Keywords
open access, publication profiles, R shiny
This article is included in the Research on Research, Policy & Culture gateway.
This article is included in the RPackage gateway.
open access, publication profiles, R shiny
Several points in the introduction were made more specific and the description of rationale of this work has been extended. A clearer description of the use case and the target user has been added. Furthermore, a small evaluation on the accuracy of matching publications was conducted.
See the authors' detailed response to the review by Paul Albert and Curtis L. Cole
See the authors' detailed response to the review by Griffin M Weber
See the authors' detailed response to the review by Daniel W Hook
Given the increasing number of both researchers and publications as well as publishing modes,1,2 it becomes a challenge to identify and consolidate all publications from a single author. A few of the main issues are transliteration of names into roman alphabetic system, the non-uniqueness of names, differently written names (e.g., with or without middle initial) and changing affiliation over time. There are broadly speaking two approaches to solve this ambiguity: “unattended” and “attended”. The “unattended” approach tries to automatically resolve ambiguity using additional existing metadata. The “attended” approach relies on human intervention in the form of unique identifiers that enable robust linkage of publications to authors, assuming researchers and their collaborators use them consistently. The most important, widely used and de facto standard identifier in many fields is the Open Researcher and Contributor ID (ORCID).3 Other identifiers such as Google Scholar ID4 or ResearcherID (Publons)5 are also used, although they are not as broadly used as ORCID and persistence of identifiers is not always guaranteed. Having multiple identifiers on multiple platforms is not unusual and automatic publication detection and syncing between accounts is possible to some degree. However, automatic synchronization of accounts for different identifiers can be hindered by the fact that not all systems use the standardized DOI (Digital Object Identifier) as document identifier to match publications.

● **EXCERPTED DATA**

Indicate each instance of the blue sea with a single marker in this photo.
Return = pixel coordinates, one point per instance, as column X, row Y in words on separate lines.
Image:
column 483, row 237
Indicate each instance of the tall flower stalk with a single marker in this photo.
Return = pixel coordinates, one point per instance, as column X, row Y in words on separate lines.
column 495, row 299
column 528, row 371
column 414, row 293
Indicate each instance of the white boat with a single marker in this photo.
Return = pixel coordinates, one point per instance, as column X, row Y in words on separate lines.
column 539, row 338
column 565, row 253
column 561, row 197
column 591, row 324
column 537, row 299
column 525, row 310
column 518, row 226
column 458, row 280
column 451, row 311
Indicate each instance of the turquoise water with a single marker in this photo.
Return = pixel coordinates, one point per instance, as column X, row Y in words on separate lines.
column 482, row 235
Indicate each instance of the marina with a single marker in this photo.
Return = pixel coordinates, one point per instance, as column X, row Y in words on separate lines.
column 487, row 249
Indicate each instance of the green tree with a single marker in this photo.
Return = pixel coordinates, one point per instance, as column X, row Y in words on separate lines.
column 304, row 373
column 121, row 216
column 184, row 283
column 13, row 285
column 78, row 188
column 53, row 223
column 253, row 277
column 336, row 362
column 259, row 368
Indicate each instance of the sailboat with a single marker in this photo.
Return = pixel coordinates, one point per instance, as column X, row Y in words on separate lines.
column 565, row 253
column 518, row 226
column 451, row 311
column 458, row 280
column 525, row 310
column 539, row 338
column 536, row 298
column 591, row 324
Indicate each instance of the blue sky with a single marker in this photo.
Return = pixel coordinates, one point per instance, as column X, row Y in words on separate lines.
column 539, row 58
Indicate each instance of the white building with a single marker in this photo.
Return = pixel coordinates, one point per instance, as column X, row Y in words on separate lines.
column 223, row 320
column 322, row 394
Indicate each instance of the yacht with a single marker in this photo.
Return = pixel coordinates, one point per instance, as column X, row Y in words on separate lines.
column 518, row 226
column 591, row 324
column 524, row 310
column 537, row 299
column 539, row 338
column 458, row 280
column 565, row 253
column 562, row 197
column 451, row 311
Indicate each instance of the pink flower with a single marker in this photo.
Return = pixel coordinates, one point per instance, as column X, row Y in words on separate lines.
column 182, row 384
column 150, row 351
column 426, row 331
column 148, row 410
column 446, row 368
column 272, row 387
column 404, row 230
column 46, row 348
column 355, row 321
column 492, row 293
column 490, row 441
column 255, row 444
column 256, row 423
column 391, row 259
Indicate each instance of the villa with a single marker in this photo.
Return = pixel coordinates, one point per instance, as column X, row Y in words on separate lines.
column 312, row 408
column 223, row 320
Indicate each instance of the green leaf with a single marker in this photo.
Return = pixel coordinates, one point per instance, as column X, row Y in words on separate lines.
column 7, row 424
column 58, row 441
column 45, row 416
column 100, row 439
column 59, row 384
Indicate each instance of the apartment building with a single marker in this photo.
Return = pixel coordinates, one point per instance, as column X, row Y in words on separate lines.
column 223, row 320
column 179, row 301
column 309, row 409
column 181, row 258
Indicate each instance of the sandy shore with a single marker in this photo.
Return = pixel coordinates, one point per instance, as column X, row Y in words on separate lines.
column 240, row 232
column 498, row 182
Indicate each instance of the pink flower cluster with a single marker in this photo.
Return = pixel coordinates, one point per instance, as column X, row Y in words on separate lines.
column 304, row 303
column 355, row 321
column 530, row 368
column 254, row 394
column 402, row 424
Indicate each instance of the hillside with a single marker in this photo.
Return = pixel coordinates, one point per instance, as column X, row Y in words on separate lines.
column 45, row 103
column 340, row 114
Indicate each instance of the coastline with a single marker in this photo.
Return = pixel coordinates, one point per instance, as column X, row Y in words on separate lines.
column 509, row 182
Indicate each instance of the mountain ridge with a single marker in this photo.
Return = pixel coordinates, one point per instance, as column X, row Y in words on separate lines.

● **TASK INSTRUCTIONS**
[1] Answer from the text on publication profiles:
(a) Which two gateways is the article included in?
(b) What did the authors evaluate when they revised the article?
(c) Which identifier does the text call the de facto standard in many fields?
[2] Extend the text on publication profiles with a further paragraph that picks up after its final sentence.
The rows play no part in this work.

● **ANSWERS IN ORDER**
[1]
(a) The Research on Research, Policy & Culture gateway and the RPackage gateway.
(b) The accuracy of matching publications.
(c) The Open Researcher and Contributor ID (ORCID).

[2]
Although the two main standardized identifiers for authors (ORCID) and documents (DOI) are widely adopted, other identifiers are still used, making it often necessary to synchronize publication records on different platforms manually to obtain complete records. For instance, there is no simple one-click solution to synchronize publications between ORCID and Google Scholar. In Google Scholar, publications need to be searched and added manually (if they are not detected automatically) while in ORCID it is possible to input a citation file. A typical workflow to update ORCID based on Google Scholar would therefore be to first search (one by one) in Google Scholar all publications that are listed in ORCID and then add the missing ones. But since it is possible that publications listed in Google Scholar are not in ORCID, the reverse needs to be done to be sure the accounts are up to date. If more accounts need to be synced (e.g., Publons), the complexity and time needed increases accordingly. Although it is possible, and probably advisable, to link accounts for automatic updates (e.g., linking Publons with ORCID), this cannot be done under all circumstances and missing publications are still possible. Updating data in ORCID is possible using a variety of methods, such as through CRIS (current research information) systems, as auto updates between Crossref and ORCID, linking to Dimensions, among others.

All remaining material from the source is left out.